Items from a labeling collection
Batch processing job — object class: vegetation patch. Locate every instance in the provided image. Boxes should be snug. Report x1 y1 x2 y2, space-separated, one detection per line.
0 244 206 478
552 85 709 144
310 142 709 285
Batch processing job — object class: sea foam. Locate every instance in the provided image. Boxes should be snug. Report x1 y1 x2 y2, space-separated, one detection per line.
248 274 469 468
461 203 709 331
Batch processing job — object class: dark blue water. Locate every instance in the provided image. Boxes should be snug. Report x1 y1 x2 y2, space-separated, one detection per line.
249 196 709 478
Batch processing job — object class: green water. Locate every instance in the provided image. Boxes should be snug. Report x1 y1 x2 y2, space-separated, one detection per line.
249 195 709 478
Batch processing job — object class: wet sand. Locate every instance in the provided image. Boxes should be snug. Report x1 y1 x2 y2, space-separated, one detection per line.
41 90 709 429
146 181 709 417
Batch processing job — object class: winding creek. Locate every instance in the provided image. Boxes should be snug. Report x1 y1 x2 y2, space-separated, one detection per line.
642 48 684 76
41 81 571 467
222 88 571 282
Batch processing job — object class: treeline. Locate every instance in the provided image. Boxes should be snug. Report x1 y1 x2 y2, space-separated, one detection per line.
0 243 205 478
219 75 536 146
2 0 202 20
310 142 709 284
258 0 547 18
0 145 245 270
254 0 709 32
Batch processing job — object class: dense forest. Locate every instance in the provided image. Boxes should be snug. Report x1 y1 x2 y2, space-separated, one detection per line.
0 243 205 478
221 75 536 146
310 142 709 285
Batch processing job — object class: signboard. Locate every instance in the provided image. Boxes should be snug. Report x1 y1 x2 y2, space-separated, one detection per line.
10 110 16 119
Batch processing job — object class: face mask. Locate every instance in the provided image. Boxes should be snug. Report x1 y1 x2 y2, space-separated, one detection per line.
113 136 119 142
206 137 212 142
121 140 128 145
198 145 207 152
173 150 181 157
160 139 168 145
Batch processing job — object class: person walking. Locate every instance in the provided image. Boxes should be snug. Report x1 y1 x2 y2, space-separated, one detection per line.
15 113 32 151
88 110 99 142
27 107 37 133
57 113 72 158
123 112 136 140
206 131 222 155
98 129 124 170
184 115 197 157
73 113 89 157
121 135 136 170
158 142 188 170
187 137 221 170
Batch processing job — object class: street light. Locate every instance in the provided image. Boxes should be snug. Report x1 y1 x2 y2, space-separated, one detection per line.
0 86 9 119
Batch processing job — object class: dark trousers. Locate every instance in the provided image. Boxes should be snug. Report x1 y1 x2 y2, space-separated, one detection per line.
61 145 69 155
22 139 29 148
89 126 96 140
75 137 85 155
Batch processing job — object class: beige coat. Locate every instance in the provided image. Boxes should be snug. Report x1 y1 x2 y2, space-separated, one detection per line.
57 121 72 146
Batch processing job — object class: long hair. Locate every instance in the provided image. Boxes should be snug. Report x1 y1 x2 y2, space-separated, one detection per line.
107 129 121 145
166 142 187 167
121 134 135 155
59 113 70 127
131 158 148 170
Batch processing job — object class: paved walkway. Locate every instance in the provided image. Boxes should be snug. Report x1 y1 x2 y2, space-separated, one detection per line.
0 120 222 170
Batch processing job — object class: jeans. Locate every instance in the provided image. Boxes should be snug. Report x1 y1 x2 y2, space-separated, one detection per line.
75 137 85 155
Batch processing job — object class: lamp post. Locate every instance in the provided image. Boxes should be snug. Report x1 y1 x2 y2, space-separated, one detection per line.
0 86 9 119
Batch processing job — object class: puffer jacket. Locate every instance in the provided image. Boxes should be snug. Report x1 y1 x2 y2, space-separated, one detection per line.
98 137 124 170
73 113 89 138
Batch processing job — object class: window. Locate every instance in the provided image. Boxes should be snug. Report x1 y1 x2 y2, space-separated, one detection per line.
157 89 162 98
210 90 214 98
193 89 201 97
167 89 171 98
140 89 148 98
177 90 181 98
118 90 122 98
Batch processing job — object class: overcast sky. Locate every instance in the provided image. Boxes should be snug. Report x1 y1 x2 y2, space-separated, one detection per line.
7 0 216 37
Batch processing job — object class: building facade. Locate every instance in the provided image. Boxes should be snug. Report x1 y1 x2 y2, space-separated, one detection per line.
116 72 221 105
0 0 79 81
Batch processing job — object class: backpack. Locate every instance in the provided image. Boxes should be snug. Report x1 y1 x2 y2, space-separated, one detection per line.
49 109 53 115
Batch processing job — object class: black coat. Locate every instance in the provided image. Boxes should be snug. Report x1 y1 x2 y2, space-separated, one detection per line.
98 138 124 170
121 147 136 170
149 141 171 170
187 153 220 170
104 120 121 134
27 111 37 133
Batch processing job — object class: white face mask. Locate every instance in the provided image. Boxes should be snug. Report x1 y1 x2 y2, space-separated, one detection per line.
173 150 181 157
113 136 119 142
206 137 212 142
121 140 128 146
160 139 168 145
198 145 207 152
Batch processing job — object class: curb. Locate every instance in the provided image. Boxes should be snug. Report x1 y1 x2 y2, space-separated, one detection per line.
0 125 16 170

== EXERCISE OBJECTIVE ==
Convert every line of the entries above into a Markdown table with the columns "Row" and "Line", numbering the rows in order and leaving out any blank lines.

== SOLUTION FOR THIS TASK ==
| Row | Line |
|---|---|
| 1 | Batch processing job — object class: vegetation patch. Locate every instance in the provided image. Boxes should be snug. Report x1 y1 x2 y2, space-separated, one detection per line. |
| 2 | 0 244 206 478 |
| 3 | 552 85 709 144 |
| 4 | 310 142 709 285 |
| 5 | Batch processing job — object class: sea foam. Locate every instance in the provided image. Boxes should be snug. Report x1 y1 x2 y2, space-separated, one detection per line. |
| 6 | 248 274 469 468 |
| 7 | 461 203 709 331 |
| 8 | Batch processing job — object class: dark blue water. Locate every instance in the provided image. Boxes should be snug. Report x1 y1 x2 y2, space-separated, one detection per line. |
| 9 | 249 196 709 478 |
| 10 | Batch processing job — object class: green water. Locate every instance in the provided image. Boxes should be snug. Report x1 y1 x2 y2, space-separated, one detection per line. |
| 11 | 249 195 709 478 |
| 12 | Batch processing job — object class: wet sand. Locate every instance in the provided image. Boxes should be snug. Report x1 y1 x2 y2, space-separated, one detection per line. |
| 13 | 41 90 709 429 |
| 14 | 146 181 709 417 |
| 15 | Batch processing job — object class: winding creek. Locate every instance in the provided image. Boxes should be snug. Report x1 y1 x2 y2, space-separated, one detection per line. |
| 16 | 642 48 684 76 |
| 17 | 41 81 571 467 |
| 18 | 222 88 571 282 |
| 19 | Batch processing job — object class: treeline. Locate every instance in the provided image. Boxes should be snug. Report x1 y1 x2 y2, space-separated, one detection per line. |
| 20 | 0 243 205 478 |
| 21 | 219 75 536 146 |
| 22 | 2 0 202 20 |
| 23 | 310 142 709 284 |
| 24 | 258 0 547 18 |
| 25 | 0 145 245 270 |
| 26 | 254 0 709 32 |
| 27 | Batch processing job — object class: dense forest. Locate every instance in the provided image. Boxes should be snug. Report x1 y1 x2 y2, space-separated, one detection per line. |
| 28 | 0 243 205 478 |
| 29 | 221 75 536 146 |
| 30 | 310 142 709 285 |
| 31 | Batch processing job — object class: signboard. Locate every instance in the provided image. Boxes should be snug. Report x1 y1 x2 y2, space-separated, one detection per line. |
| 32 | 10 110 16 119 |
| 33 | Batch processing job — object class: face mask. Locate every instance in the provided image. Boxes should be snug. Report x1 y1 x2 y2, space-separated, one detection per line. |
| 34 | 113 136 119 142 |
| 35 | 206 137 212 142 |
| 36 | 121 140 128 145 |
| 37 | 198 145 207 152 |
| 38 | 173 150 181 157 |
| 39 | 160 139 168 145 |
| 40 | Batch processing job — object class: person walking. Locate every instance in the provided image. Boxes should be snug. Report x1 y1 x2 y2, space-separated, one detection per line. |
| 41 | 15 113 32 151 |
| 42 | 88 110 99 142 |
| 43 | 27 107 37 133 |
| 44 | 57 113 72 158 |
| 45 | 123 112 136 140 |
| 46 | 206 131 222 155 |
| 47 | 98 129 124 170 |
| 48 | 184 115 197 157 |
| 49 | 73 113 89 157 |
| 50 | 121 135 136 170 |
| 51 | 158 142 188 170 |
| 52 | 187 137 221 170 |
| 53 | Batch processing job — object class: street light. Locate every instance in the provided image. Boxes should be snug. Report x1 y1 x2 y2, space-separated, one detection per line. |
| 54 | 0 86 9 119 |
| 55 | Batch processing job — object class: dark trousers. Locate every instance in the provided image. Boxes should be snug. Report x1 y1 x2 y2, space-separated, one detection per line. |
| 56 | 61 145 69 155 |
| 57 | 22 139 29 148 |
| 58 | 89 126 96 140 |
| 59 | 75 137 85 155 |
| 60 | Batch processing job — object class: beige coat. Locate every instance in the provided image. Boxes should be snug. Report x1 y1 x2 y2, space-separated, one detection per line. |
| 61 | 57 121 72 146 |
| 62 | Batch processing job — object class: long hair. Locate every instance in the provided image. Boxes should be snug. Report x1 y1 x2 y2, space-separated, one detection per line. |
| 63 | 107 129 121 145 |
| 64 | 166 142 187 167 |
| 65 | 121 134 135 155 |
| 66 | 59 113 70 127 |
| 67 | 131 158 148 170 |
| 68 | Batch processing job — object class: paved walkway. Locate every instance in the provided image. Boxes should be snug. Report x1 y1 x2 y2, space-separated, one detection per line. |
| 69 | 0 120 222 170 |
| 70 | Batch processing job — object class: jeans. Locate every instance in the provided image. Boxes should be snug. Report x1 y1 x2 y2, space-separated, one detection per line. |
| 71 | 75 137 85 155 |
| 72 | Batch processing job — object class: lamp post. Locate every instance in the provided image. Boxes should be snug. Report x1 y1 x2 y2, space-separated, one detection per line. |
| 73 | 0 86 9 119 |
| 74 | Batch processing job — object class: puffer jacket. Locate every instance in the provided image. Boxes should be snug. Report x1 y1 x2 y2, space-separated, one detection per line. |
| 75 | 98 137 124 170 |
| 76 | 73 113 89 138 |
| 77 | Batch processing job — object class: window. Locate every instance in the provided image. Boxes should be snug. Report x1 y1 x2 y2, space-separated, one detection per line. |
| 78 | 157 89 162 98 |
| 79 | 210 90 214 98 |
| 80 | 193 89 201 97 |
| 81 | 167 89 171 98 |
| 82 | 140 89 148 98 |
| 83 | 177 90 181 98 |
| 84 | 118 90 122 98 |
| 85 | Batch processing job — object class: overcast sky. Locate every instance in the provided image. Boxes should be snug. Report x1 y1 x2 y2, space-separated, one detection per line. |
| 86 | 7 0 216 37 |
| 87 | Batch processing job — object class: building facade. Locate every instance in the provided image. Boxes should be snug. Report x1 y1 x2 y2, space-separated, one detection per line. |
| 88 | 116 72 221 105 |
| 89 | 0 0 79 81 |
| 90 | Batch processing job — object class: backpack. Locate every instance in the provided image. Boxes should be snug. Report x1 y1 x2 y2, space-separated, one detection per line. |
| 91 | 49 109 53 115 |
| 92 | Batch processing job — object class: black coat. Locate every instance in the provided image. Boxes should be snug. Report x1 y1 x2 y2, space-separated, one detection per line. |
| 93 | 98 138 124 170 |
| 94 | 121 147 136 170 |
| 95 | 149 141 171 170 |
| 96 | 187 153 220 170 |
| 97 | 104 120 121 134 |
| 98 | 27 111 37 133 |
| 99 | Batch processing job — object class: white face mask. Locate every instance in the provided image. Boxes should be snug. Report x1 y1 x2 y2, space-separated, one detection per line. |
| 100 | 173 150 181 157 |
| 101 | 113 136 119 142 |
| 102 | 206 137 212 142 |
| 103 | 121 140 128 146 |
| 104 | 160 139 168 145 |
| 105 | 198 145 207 152 |
| 106 | Batch processing job — object class: curb. Locate every instance in the provided image. Boxes should be snug. Report x1 y1 x2 y2, space-separated, one detection per line. |
| 107 | 0 125 16 170 |